Saved entries:
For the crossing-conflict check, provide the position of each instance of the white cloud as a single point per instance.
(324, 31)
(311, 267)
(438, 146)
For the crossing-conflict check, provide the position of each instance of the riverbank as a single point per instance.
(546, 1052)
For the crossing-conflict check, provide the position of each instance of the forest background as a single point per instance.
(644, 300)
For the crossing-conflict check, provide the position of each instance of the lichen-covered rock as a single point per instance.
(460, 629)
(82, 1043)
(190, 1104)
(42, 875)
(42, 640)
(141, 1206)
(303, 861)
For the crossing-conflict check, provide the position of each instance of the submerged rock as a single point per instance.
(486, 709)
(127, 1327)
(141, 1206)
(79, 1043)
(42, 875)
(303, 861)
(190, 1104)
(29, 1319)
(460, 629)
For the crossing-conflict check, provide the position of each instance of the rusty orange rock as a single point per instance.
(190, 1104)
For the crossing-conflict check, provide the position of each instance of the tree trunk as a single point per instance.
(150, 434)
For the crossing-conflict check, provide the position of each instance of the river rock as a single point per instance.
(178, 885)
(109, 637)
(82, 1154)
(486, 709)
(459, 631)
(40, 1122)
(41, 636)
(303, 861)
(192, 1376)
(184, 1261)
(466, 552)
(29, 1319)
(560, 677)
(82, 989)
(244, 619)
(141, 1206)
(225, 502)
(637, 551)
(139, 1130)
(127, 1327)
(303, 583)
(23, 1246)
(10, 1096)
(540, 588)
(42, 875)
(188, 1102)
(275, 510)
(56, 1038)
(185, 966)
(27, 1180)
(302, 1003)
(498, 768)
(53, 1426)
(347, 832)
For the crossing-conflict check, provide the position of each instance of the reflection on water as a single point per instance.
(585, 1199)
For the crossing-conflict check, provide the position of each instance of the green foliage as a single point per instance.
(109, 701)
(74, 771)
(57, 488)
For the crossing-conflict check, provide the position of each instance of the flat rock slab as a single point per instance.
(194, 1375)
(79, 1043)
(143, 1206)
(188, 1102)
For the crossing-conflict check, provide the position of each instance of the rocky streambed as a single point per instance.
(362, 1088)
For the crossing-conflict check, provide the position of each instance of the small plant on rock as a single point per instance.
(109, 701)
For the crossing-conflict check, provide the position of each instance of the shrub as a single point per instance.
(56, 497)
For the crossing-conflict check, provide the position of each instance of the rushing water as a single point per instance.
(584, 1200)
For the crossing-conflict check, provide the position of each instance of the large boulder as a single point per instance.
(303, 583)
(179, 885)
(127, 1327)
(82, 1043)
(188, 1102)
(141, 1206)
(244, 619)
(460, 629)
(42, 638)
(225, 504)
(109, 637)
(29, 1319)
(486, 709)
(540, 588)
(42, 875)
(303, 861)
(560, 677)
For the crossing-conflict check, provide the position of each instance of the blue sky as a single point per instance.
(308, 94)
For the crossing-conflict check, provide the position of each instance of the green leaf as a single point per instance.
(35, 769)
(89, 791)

What is required
A faithful, word-for-word transcription of the data above is required.

Answer area
For the crossing-conflict check, provide the position of each instance of the white cloud as a single point per instance.
(324, 31)
(311, 267)
(438, 146)
For the crossing-conflict check, provide the position of each instance of the riverbank as a single point per instance.
(546, 1052)
For the crossing-conflict check, provide the position of each instance of the forest background as a single point per instance.
(644, 300)
For the crossing-conflict check, provide the position of each instance of the lichen-covered rock as a single point per instance.
(460, 629)
(82, 1043)
(190, 1104)
(42, 875)
(42, 640)
(141, 1206)
(303, 861)
For the crossing-conflict check, provide the position of each instance of the submerged rock as a single point per instance.
(486, 709)
(127, 1327)
(141, 1206)
(79, 1043)
(42, 875)
(303, 861)
(190, 1104)
(29, 1319)
(460, 629)
For the crossing-conflict check, provide the position of each instance of the rusty orange rock as a single point per instance.
(190, 1104)
For the crossing-conflict check, provide the position of each instance of the tree trunk as a single point per instance.
(150, 434)
For the crossing-conflict check, provide the position of each instance of the river rock as a single point per instance.
(178, 885)
(109, 637)
(82, 1154)
(486, 709)
(459, 631)
(40, 1122)
(41, 636)
(303, 861)
(192, 1376)
(184, 1261)
(466, 552)
(29, 1319)
(560, 677)
(82, 989)
(244, 619)
(141, 1206)
(225, 502)
(637, 551)
(139, 1130)
(127, 1327)
(303, 583)
(23, 1246)
(10, 1096)
(540, 588)
(42, 875)
(188, 1102)
(275, 510)
(56, 1038)
(185, 966)
(27, 1180)
(302, 1003)
(498, 768)
(53, 1426)
(347, 832)
For the crossing-conflict check, provide the position of each instance of the reflection on water as a single point per instance.
(585, 1199)
For the crossing-conflict check, provide the position of each instance of the green foliage as a single point per instance.
(109, 701)
(74, 771)
(57, 488)
For the crossing-conflict check, provide the position of each instance of the flat rock slab as a single point per instance.
(194, 1375)
(79, 1043)
(143, 1206)
(188, 1102)
For the crossing-conflict check, provide the position of each instance of the rocky streambed as a single point per instance.
(362, 1088)
For the crossing-conflict check, provide the position of each instance of the small plant on rock as a single point per instance.
(109, 701)
For the crossing-conflict check, provide the position of each instance of the shrub as a single point per instance.
(56, 497)
For the crossing-conflict check, provide the position of each instance of the rushing water as a single point per instance.
(584, 1200)
For the crossing-conflict check, provide the position of each instance of the large boulder as a single point per instance.
(303, 583)
(179, 885)
(127, 1327)
(82, 1043)
(188, 1102)
(141, 1206)
(244, 619)
(460, 629)
(42, 638)
(225, 504)
(109, 637)
(29, 1319)
(486, 709)
(540, 588)
(42, 875)
(303, 861)
(560, 677)
For the crossing-conflict check, provide the position of each instance of the blue sky as a single point per instance.
(308, 94)
For the crossing-conflict check, provide the position of each instance of the green leaf as a single point per instance.
(35, 769)
(89, 791)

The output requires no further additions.